→ **Exercise aim**
Set the rows into a numbered list, beginning at the start of the rows and stopping after the line that contains "column 20, row 74", with blank lines omitted. Leave the pictures out of the answer.

[Dataset excerpts on object pointing]

====

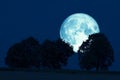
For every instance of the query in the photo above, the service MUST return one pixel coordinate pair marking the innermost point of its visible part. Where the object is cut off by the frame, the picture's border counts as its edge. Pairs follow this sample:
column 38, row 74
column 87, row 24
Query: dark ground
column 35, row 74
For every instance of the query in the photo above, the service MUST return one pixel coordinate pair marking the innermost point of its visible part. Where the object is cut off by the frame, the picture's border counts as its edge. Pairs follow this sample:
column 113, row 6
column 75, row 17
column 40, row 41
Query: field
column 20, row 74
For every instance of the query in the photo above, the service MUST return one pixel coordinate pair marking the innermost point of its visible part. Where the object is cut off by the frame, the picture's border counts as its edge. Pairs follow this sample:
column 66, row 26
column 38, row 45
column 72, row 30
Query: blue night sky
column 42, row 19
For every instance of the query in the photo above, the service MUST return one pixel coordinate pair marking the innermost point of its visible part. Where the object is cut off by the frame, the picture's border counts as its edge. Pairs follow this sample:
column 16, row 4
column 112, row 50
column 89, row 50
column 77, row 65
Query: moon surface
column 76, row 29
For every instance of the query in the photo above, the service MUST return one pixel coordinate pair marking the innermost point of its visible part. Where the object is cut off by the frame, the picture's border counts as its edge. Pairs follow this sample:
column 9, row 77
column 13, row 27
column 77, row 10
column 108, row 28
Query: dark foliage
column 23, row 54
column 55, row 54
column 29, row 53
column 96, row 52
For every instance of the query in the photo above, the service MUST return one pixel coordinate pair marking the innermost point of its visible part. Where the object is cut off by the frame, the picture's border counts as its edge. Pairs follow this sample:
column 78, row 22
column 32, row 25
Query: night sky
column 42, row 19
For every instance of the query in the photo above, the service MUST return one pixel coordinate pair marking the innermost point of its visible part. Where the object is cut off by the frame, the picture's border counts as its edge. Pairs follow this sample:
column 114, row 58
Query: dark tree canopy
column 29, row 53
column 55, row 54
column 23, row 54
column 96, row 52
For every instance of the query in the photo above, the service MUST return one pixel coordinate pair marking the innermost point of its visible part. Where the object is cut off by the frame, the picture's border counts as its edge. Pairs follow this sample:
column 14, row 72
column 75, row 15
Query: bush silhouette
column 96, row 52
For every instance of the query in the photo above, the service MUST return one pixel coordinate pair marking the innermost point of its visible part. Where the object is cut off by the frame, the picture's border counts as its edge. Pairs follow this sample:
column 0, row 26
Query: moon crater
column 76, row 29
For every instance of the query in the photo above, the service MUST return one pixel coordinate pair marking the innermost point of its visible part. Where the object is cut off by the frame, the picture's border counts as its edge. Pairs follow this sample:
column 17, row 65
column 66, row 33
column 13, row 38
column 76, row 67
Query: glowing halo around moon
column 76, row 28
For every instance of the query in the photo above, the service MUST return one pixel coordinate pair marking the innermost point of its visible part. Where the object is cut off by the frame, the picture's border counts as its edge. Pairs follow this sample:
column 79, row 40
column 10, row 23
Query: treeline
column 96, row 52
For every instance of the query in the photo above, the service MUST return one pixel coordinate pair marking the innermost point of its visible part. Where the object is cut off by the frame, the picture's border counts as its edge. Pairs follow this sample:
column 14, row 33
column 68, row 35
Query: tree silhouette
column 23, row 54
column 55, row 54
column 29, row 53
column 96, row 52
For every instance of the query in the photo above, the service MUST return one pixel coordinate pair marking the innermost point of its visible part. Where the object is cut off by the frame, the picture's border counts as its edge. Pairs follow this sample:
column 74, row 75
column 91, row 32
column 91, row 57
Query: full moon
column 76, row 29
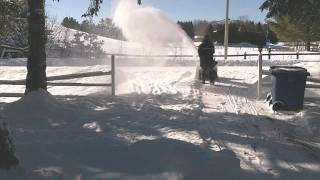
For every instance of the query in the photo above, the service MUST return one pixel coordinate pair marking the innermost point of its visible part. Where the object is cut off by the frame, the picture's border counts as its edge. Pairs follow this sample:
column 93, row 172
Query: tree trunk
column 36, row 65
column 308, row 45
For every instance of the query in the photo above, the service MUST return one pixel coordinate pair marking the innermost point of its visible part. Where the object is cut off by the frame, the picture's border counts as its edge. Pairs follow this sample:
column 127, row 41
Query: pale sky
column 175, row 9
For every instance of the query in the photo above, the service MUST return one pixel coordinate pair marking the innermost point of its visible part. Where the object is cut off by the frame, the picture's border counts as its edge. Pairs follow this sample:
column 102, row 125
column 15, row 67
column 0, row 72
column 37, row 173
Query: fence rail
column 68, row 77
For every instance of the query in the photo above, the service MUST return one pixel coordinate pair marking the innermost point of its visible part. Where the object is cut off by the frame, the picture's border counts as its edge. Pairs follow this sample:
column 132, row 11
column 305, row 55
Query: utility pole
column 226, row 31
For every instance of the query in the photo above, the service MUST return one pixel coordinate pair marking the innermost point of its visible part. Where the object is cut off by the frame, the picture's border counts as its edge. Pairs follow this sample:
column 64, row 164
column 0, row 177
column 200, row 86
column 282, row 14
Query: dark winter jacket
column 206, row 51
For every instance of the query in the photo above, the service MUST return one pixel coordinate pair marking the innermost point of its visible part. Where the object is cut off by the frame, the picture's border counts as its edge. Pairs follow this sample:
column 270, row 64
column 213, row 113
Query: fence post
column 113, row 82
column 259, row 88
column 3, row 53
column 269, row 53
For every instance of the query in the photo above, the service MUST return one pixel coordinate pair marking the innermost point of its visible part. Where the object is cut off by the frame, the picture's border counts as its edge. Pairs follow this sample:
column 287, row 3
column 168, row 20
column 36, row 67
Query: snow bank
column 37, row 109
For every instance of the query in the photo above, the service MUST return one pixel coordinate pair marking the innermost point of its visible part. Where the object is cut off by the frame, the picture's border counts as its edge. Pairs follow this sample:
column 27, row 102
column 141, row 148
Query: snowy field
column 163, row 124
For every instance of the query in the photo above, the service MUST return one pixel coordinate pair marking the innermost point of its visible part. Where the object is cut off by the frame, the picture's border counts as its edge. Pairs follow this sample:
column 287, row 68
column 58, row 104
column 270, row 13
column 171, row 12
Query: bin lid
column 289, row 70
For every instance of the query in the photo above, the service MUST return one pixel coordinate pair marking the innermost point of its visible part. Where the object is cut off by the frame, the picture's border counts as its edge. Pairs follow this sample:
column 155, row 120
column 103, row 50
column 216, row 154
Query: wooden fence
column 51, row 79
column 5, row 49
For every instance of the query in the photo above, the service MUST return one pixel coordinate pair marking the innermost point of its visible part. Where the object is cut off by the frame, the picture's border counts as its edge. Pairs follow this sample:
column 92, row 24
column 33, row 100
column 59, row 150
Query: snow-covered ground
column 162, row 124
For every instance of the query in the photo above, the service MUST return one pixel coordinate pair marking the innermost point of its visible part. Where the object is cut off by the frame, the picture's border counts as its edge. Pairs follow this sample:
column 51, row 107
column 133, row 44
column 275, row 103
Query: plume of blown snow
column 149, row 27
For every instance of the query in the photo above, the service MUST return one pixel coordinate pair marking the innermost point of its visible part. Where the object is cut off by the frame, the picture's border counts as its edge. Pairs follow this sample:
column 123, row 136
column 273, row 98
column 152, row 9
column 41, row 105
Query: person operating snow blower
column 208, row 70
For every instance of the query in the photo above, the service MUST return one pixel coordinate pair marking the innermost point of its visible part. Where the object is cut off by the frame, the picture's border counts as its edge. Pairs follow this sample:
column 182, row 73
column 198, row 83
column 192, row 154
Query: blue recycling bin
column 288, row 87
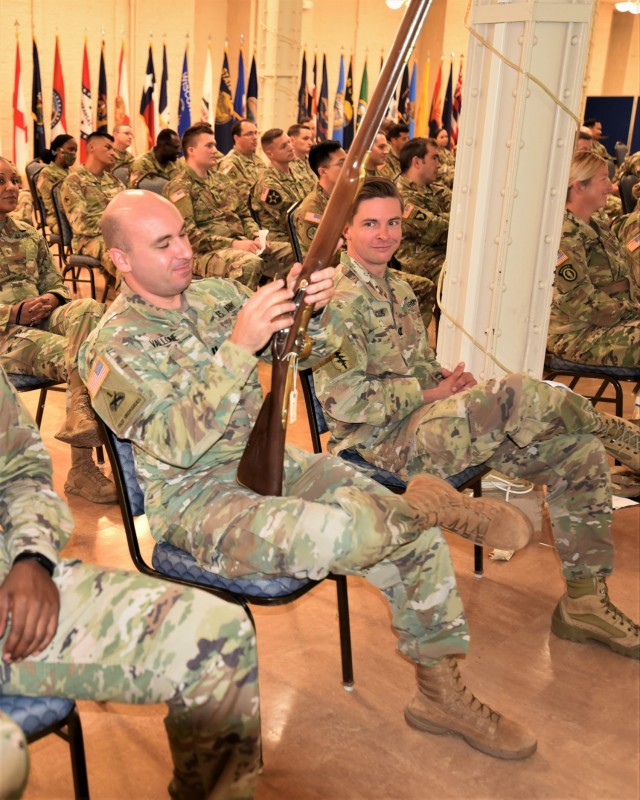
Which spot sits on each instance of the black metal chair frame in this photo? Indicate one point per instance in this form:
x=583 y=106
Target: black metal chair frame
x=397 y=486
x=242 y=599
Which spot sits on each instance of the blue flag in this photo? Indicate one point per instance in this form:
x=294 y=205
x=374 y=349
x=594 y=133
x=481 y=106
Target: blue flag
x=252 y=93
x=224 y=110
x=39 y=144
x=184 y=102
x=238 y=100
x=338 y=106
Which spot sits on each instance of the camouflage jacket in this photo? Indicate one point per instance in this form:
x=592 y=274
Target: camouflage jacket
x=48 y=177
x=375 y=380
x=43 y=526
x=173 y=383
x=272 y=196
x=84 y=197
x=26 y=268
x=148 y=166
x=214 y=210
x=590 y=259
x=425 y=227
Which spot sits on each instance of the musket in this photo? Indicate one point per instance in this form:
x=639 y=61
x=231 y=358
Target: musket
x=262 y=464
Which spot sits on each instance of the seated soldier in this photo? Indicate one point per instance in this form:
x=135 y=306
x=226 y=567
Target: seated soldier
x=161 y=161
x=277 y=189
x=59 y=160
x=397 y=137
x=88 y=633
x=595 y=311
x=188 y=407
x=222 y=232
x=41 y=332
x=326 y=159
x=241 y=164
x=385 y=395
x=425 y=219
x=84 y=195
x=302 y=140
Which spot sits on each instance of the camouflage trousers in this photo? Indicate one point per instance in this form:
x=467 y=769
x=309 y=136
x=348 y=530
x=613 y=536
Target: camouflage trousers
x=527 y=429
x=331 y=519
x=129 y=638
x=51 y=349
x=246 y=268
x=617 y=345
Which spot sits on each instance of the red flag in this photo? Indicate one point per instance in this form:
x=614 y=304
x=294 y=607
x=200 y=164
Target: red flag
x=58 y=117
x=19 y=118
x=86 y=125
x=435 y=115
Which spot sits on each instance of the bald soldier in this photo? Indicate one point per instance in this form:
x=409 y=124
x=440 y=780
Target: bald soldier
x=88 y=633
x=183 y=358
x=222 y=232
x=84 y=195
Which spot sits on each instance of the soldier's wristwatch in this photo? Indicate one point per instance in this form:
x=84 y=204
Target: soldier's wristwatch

====

→ **Task response**
1. For every instance of the query in the photo above, the service MUST return one pixel coordinate pair marking the innermost point of its visible part. Where the object is cut off by the frame, the picture's border counts as its edge. Pairs follow this sample:
2. column 38, row 74
3. column 87, row 24
4. Query: dark ground
5. column 35, row 74
6. For every instance of the query in the photo above, the service MUST return one pixel coordinate pair marking the innermost point of its visible part. Where the object is cut off by the frame, the picture's border counts as its edge. Pairs follow this sample:
7. column 113, row 6
8. column 75, row 17
9. column 40, row 41
10. Query: field
11. column 20, row 74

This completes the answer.